# [REQUIREMENT]
Print the whole listing again, exactly as it stands.
--- START ---
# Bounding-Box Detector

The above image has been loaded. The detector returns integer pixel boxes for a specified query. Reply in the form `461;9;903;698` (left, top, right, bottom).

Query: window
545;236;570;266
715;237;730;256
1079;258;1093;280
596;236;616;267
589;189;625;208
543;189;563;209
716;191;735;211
--- END ---
# [OUTPUT BELOW]
# Bounding-Box Detector

The above image has been loaded. The detector returns integer pixel boxes for a specified query. Reply in the form `461;9;903;698` (left, top, right, bottom).

Query: window
545;236;570;266
715;237;730;256
1079;258;1093;280
596;236;616;267
589;189;625;208
543;189;563;209
716;191;735;211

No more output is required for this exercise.